Starting with the line that holds "the white ceiling.", reproduce each line through the last one of the data, exactly as written. Pictures are not copied.

Point annotations for photos
·····

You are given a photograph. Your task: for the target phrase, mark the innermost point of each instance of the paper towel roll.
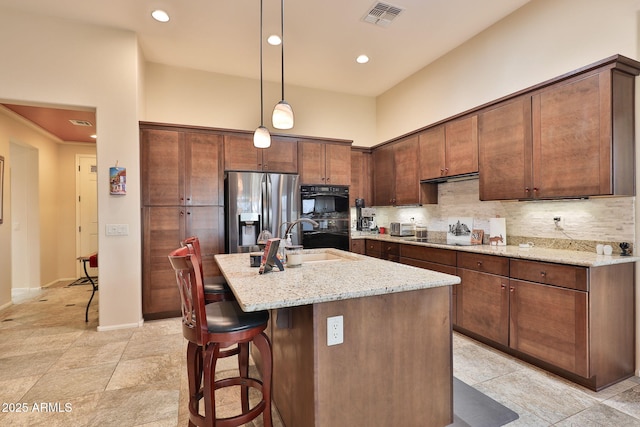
(498, 231)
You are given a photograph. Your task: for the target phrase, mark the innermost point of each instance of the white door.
(86, 209)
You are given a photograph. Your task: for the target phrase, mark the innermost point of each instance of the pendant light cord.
(282, 44)
(261, 91)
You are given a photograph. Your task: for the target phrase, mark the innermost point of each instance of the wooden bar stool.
(215, 288)
(210, 328)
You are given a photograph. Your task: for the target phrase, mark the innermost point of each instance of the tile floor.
(55, 370)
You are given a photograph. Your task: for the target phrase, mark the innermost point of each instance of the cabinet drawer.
(567, 276)
(485, 263)
(440, 256)
(373, 246)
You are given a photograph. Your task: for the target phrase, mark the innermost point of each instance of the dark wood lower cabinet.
(484, 305)
(575, 321)
(550, 324)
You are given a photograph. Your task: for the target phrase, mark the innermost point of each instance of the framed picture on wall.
(1, 185)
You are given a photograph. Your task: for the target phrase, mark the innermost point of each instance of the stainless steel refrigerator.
(255, 201)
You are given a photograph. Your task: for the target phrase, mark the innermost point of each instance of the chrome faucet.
(297, 221)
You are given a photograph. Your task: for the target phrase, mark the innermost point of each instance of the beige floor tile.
(83, 356)
(539, 394)
(145, 371)
(137, 406)
(35, 364)
(628, 402)
(599, 415)
(60, 385)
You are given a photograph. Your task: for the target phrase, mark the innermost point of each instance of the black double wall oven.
(329, 207)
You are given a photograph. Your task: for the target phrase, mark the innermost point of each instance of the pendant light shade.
(282, 117)
(261, 137)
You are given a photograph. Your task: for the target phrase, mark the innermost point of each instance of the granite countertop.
(536, 253)
(354, 276)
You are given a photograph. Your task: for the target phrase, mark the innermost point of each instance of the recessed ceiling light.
(274, 40)
(160, 15)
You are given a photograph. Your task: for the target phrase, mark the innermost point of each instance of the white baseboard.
(19, 295)
(122, 326)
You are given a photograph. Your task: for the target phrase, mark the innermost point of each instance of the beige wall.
(59, 62)
(64, 63)
(542, 40)
(185, 96)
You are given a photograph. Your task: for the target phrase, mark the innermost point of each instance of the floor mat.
(472, 408)
(84, 281)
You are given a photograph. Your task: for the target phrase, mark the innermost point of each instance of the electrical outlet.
(335, 330)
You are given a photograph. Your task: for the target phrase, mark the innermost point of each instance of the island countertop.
(353, 276)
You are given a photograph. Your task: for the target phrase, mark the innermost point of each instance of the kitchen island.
(395, 364)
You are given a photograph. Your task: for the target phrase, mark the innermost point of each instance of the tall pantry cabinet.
(182, 190)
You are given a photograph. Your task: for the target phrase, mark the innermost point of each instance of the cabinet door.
(383, 176)
(358, 246)
(311, 162)
(483, 305)
(407, 179)
(162, 167)
(505, 151)
(282, 156)
(432, 159)
(550, 324)
(163, 230)
(461, 146)
(207, 222)
(203, 171)
(571, 139)
(240, 154)
(338, 164)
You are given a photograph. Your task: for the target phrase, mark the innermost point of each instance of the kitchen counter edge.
(558, 256)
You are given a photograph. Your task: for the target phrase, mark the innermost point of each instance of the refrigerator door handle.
(266, 202)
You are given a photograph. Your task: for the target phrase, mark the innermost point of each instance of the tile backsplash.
(584, 222)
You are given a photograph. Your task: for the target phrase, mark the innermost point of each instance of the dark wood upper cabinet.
(568, 138)
(361, 185)
(180, 168)
(324, 163)
(241, 155)
(396, 175)
(505, 150)
(449, 149)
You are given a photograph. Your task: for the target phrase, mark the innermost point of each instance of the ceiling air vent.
(382, 14)
(80, 122)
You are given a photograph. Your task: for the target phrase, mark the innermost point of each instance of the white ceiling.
(322, 37)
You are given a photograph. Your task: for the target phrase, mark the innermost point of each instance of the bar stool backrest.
(191, 289)
(193, 243)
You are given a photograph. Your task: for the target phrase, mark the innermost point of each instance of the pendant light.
(261, 137)
(282, 113)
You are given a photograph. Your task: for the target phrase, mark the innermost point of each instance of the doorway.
(86, 210)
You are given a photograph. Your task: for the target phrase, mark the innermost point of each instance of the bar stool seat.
(227, 316)
(210, 329)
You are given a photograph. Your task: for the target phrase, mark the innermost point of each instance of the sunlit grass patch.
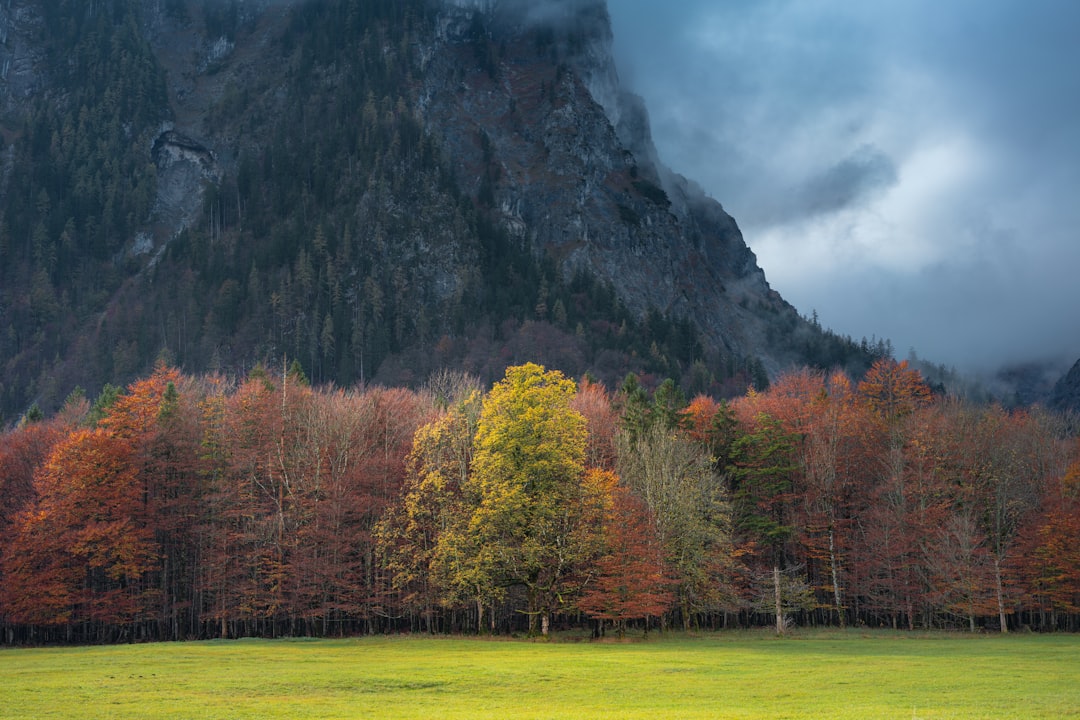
(737, 675)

·····

• _Result of this exercise_:
You are given a photograph. Your task: for the target phrase, mark the innermost point of each instance of the white ceiling.
(322, 37)
You are given a photograph. Your task: for the target phrase, mark the innermost point of each instance of the bar stool backrest.
(191, 289)
(193, 243)
You are given a photograph. Your task: for the target phrase, mark the innermost point of each instance of the pendant light.
(261, 137)
(282, 113)
You are given a photograph. Your task: for the target phrase, mark the innermost point of each instance of the doorway.
(86, 210)
You are given a photograph. Your task: for the target phrase, mark the innermost point of each instance of the bar stool seat.
(227, 316)
(210, 329)
You are given a photograph. Your task: for the target phrase, mark the innermost point of each instance of the sunlit grass patch.
(737, 675)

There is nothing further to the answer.